Aim: Count the lines in the records below that contain the word "Feed", and reply with the number alone.

Data in this exercise:
* * * * * * *

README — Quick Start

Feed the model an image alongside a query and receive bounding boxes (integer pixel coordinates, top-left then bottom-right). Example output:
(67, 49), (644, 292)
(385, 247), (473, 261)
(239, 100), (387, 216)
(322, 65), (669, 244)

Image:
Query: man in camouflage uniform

* * * * * * *

Task solution: 1